Continue the dated page of devotional quotations, picking up right after its last sentence.

## Document segment
:::

Monday, September 10, 2012

There are few who have not their idols, which their hearts adore, in which they put their trust, and place their happiness. The worst of all is ourselves.
... Thomas Wilson (1663-1755), Maxims of Piety and of Christianity, London: Macmillan, 1898, p. 71 (see the book; see also 1 John 5:21; Hab. 2:18-20; Matt. 16:25-26; Acts 17:29; Rom. 1:22-23; 1 Cor. 10:24; Gal. 6:2; Phil. 2:4; 3:18-19; Col. 3:5; 1 John 2:15; more at Happiness, Heart, Idol, Selfish, Trust)

 
Tuesday, September 11, 2012

We hear much in our day of the “rest of faith”, but there is such a thing as the fight of faith in prayer as well as in effort. Those who would have us think that they have attained to some sublime height of faith and trust because they never know any agony of conflict or of prayer, have surely gotten beyond their Lord, and beyond the mightiest victors for God, both in effort and prayer, that the ages of Christian history have known.
... R. A. Torrey (1856-1928), How to Pray, Fleming H. Revell, 1900, p. 36 (see the book; see also Rom. 15:30; Dan. 9:3; Hos. 6:6; Hab. 1:2; Mark 11:24; Luke 11:5-8; 18:1-6; 22:41-45; Rom. 8:26; 2 Cor. 12:7-9; Eph. 6:18; Heb. 5:7-10; Jas. 5:15-16; more at Adversity, Faith, God, Historical, Prayer, Rest, Trust)

 
Wednesday, September 12, 2012

Prayer is the highest use to which speech can be put.

:::

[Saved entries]
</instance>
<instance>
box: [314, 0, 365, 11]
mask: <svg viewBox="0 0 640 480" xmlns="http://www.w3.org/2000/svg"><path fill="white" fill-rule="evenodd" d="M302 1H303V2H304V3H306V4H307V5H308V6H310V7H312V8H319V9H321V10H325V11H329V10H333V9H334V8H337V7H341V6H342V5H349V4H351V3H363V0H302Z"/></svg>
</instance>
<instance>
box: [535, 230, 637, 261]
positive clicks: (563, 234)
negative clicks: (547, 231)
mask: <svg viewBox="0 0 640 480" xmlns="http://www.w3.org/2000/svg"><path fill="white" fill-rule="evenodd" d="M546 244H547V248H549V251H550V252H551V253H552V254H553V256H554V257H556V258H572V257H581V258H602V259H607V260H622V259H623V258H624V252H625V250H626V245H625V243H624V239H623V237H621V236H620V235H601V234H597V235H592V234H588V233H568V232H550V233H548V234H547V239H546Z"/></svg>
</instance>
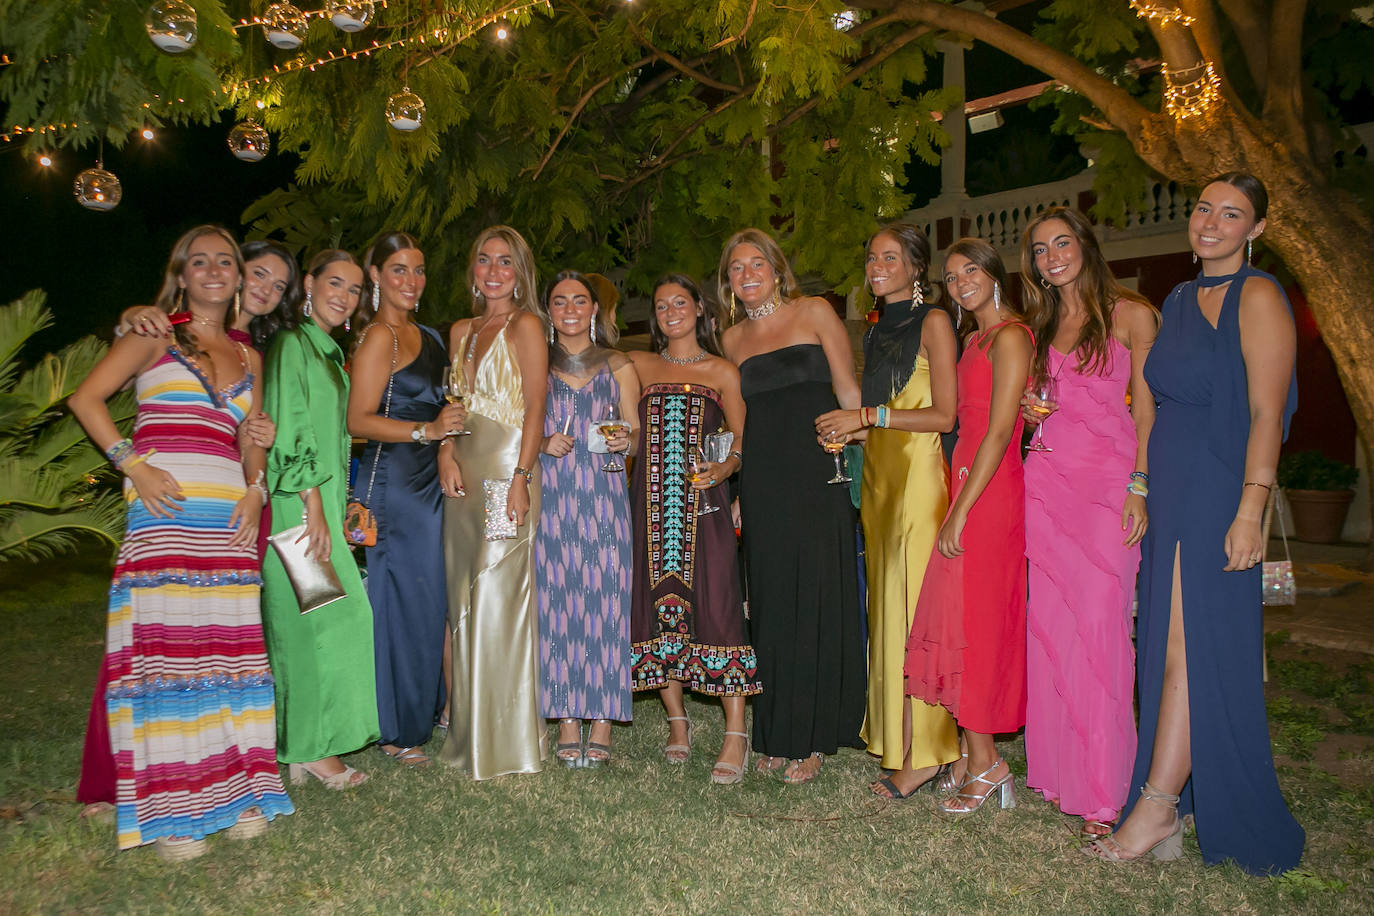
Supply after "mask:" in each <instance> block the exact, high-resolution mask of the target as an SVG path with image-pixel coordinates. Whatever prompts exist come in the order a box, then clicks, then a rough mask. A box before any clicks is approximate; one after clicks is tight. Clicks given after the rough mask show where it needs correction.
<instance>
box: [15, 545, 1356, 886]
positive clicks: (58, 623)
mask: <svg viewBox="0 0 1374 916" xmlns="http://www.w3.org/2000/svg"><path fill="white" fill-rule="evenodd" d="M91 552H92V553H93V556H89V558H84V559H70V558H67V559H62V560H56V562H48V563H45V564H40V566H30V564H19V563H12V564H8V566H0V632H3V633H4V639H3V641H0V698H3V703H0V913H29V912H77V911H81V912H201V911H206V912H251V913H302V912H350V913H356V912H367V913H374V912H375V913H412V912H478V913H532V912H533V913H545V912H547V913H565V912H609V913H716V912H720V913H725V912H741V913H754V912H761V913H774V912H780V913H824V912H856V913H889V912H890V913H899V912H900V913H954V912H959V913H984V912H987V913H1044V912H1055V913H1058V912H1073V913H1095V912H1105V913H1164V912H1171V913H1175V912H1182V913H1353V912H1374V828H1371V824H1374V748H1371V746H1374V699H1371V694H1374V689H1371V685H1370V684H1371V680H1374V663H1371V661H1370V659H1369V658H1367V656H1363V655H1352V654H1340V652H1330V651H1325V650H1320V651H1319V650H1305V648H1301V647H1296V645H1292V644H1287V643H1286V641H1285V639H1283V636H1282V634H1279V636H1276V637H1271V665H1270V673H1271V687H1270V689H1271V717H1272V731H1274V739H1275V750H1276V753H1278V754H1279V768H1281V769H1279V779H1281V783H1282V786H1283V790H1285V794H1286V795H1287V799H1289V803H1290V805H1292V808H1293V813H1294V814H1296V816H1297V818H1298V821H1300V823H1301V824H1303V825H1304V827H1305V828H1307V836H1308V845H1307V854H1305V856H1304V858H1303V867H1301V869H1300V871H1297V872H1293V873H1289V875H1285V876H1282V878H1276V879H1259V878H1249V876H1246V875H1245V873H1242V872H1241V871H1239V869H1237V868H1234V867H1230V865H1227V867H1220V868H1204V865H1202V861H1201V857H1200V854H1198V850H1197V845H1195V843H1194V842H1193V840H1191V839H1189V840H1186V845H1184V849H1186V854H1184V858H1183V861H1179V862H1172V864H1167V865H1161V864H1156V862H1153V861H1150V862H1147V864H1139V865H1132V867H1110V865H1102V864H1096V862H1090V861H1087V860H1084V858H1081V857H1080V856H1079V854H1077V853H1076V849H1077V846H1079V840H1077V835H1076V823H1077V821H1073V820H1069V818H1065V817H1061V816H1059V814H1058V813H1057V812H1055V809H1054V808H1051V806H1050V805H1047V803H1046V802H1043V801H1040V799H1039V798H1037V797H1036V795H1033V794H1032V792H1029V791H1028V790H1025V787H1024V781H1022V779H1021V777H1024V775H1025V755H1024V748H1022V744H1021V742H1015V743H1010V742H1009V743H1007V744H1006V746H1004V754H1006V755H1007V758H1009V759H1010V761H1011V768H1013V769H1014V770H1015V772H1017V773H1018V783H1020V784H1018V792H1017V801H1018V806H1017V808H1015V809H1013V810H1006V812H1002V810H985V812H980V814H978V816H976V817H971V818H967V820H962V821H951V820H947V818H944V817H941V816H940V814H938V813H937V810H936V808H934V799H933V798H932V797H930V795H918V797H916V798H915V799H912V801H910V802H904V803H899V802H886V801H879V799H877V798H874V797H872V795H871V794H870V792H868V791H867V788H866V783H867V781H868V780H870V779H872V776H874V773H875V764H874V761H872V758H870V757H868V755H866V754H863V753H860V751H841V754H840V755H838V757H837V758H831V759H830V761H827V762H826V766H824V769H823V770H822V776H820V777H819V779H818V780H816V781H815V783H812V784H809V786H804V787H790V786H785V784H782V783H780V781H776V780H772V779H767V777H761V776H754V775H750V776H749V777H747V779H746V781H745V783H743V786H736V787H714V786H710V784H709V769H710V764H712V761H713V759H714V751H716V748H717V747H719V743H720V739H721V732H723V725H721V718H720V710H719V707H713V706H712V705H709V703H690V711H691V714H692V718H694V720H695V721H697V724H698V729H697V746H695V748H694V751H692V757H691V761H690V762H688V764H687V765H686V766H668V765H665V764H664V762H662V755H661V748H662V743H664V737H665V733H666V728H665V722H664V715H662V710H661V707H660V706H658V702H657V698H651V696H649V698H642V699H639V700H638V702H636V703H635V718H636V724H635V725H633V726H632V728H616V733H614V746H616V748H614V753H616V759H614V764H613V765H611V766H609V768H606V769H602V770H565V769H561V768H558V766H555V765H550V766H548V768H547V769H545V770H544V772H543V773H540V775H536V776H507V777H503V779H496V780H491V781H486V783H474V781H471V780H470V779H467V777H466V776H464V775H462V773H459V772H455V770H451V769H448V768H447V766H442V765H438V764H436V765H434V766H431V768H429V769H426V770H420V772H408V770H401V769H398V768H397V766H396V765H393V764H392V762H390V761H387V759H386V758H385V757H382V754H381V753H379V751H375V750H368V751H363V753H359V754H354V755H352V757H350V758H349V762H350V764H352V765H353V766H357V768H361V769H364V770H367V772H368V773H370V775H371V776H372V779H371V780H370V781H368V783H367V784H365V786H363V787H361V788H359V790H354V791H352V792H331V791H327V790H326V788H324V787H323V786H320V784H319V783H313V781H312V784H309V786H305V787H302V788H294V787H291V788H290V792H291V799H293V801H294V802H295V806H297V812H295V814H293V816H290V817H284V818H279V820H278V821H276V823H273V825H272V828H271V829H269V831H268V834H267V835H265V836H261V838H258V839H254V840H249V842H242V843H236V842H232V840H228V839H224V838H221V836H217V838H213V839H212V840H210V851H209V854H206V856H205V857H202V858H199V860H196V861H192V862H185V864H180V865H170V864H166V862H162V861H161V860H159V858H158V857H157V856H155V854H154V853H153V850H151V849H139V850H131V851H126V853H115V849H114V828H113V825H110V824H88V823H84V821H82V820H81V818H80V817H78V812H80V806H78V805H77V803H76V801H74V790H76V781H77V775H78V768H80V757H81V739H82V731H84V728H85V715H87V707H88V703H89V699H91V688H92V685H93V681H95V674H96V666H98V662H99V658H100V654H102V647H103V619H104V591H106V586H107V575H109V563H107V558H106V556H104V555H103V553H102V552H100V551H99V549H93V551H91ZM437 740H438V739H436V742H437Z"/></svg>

:::

## Expected answer
... P. T. Forsyth (1848-1921), The Soul of Prayer [1916], Regent College Publishing, 2002, p. 18 (see the book; see also Col. 4:2; Matt. 21:22; Luke 11:1-4; 18:1; 1 Cor. 14:15; Eph. 3:12; 6:18-20; Phil. 4:6; 1 Thess. 5:17-18; 1 Tim. 2:8; Heb. 4:16; 1 John 4:19; Jude 1:20; more at Contemplation, Devotion, Prayer, Worship)

 
Thursday, September 13, 2012
Feast of John Chrysostom, Bishop of Constantinople, Teacher, 407

He is “a natural man,” who attributes every thing to reasonings of the mind and considers not that he needs help from above; which is a mark of sheer folly. For God bestowed it that it might learn and receive help from Him, not that it should consider itself sufficient unto itself. For eyes are beautiful and useful, but should they choose to see without light, their beauty profits them nothing; nor yet their natural force, but even doth harm. So if you mark it, any soul also, if it choose to see without the Spirit, becomes even an impediment unto itself.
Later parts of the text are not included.